## Problem
Reproduce the line that holds "of the dark" together with all the lines after it up to the end of the entries.

## Source data
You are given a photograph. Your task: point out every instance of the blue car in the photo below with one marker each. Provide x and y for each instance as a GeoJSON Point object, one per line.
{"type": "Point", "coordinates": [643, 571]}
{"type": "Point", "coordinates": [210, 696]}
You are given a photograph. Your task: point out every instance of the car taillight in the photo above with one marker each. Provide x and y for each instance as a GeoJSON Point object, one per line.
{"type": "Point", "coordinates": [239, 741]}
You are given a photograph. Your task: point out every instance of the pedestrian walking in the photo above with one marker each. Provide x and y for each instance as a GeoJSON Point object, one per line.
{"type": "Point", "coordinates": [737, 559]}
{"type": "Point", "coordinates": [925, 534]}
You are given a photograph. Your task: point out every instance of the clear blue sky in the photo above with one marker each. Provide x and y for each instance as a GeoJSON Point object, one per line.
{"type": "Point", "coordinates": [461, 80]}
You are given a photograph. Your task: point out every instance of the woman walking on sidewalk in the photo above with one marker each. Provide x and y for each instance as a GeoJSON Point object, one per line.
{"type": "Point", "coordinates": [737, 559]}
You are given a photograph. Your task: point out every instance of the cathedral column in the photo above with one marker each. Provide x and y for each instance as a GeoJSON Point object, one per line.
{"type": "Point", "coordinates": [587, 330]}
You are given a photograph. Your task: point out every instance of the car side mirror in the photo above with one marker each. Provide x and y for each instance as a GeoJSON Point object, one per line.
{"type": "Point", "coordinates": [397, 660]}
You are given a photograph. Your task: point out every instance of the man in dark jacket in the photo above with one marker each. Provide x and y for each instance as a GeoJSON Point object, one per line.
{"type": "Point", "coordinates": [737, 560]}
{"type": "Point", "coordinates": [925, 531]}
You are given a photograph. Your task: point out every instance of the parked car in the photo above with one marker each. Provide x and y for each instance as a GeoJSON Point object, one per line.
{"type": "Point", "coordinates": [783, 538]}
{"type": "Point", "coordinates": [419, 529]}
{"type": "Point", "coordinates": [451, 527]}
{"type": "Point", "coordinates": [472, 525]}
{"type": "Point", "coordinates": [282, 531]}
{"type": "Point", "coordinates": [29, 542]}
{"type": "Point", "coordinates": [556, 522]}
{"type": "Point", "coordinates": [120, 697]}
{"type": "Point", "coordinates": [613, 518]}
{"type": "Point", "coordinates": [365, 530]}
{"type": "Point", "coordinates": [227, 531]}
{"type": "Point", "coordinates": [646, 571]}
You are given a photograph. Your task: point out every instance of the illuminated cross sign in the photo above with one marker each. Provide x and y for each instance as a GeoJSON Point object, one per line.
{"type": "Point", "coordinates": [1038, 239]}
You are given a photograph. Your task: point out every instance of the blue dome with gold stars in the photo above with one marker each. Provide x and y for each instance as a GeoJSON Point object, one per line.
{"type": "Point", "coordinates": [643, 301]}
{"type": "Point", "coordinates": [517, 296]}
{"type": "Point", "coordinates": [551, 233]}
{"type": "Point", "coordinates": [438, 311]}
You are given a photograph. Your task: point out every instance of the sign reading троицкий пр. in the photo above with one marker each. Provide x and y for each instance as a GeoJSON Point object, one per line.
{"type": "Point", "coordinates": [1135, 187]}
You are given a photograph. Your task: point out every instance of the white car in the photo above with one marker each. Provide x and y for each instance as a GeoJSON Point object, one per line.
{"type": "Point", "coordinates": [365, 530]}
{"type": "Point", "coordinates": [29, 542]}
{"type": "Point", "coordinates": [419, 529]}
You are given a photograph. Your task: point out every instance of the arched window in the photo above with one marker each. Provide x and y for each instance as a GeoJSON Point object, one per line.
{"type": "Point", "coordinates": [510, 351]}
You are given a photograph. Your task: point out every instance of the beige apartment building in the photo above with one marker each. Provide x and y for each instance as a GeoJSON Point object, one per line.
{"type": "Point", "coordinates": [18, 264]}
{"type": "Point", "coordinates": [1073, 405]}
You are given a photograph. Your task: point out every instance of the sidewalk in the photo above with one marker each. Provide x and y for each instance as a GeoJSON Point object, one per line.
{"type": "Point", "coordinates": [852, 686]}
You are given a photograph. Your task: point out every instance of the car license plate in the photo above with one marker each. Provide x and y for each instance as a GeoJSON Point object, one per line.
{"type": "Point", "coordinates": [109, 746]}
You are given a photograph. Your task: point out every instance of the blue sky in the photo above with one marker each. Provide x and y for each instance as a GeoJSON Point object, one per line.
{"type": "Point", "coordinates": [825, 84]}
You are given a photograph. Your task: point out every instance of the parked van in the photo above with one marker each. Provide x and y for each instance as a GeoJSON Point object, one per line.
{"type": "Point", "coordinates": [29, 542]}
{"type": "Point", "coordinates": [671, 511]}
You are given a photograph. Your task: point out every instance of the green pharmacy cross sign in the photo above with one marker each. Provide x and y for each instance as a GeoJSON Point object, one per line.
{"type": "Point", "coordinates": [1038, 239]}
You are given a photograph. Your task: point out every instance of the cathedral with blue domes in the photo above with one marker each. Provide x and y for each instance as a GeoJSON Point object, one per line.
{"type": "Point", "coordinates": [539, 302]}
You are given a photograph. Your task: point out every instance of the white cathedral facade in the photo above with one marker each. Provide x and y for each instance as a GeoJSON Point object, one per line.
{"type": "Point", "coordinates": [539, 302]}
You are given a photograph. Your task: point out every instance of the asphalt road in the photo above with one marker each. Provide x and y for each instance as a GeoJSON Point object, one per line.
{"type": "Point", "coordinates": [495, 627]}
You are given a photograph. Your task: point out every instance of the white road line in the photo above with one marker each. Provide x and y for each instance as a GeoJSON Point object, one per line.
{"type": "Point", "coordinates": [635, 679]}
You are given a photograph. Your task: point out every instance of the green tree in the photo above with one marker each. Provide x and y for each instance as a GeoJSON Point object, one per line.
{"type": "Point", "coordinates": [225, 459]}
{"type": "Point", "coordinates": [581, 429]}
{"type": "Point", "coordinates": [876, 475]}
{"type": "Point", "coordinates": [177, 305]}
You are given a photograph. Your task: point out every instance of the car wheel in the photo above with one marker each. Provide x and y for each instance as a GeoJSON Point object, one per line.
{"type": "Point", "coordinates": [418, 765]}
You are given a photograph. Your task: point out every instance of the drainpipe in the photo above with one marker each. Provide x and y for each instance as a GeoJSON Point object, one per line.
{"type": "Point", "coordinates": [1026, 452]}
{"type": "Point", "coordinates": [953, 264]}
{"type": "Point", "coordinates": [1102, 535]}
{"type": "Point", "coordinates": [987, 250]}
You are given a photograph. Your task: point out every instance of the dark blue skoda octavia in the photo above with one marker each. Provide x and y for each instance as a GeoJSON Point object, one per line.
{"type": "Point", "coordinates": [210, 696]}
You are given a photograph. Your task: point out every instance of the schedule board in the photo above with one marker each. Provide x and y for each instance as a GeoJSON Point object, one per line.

## Task solution
You are given a photograph. Your task: point out every instance of the dark blue skoda octavia in the photo above with one marker each. Provide x and y for each instance as a GeoJSON Point object, one per line.
{"type": "Point", "coordinates": [210, 696]}
You are given a photograph. Your task: point out every instance of the schedule board in the photo above with one marker each. Provide x and y for each instance as a GeoJSON Point object, one per line.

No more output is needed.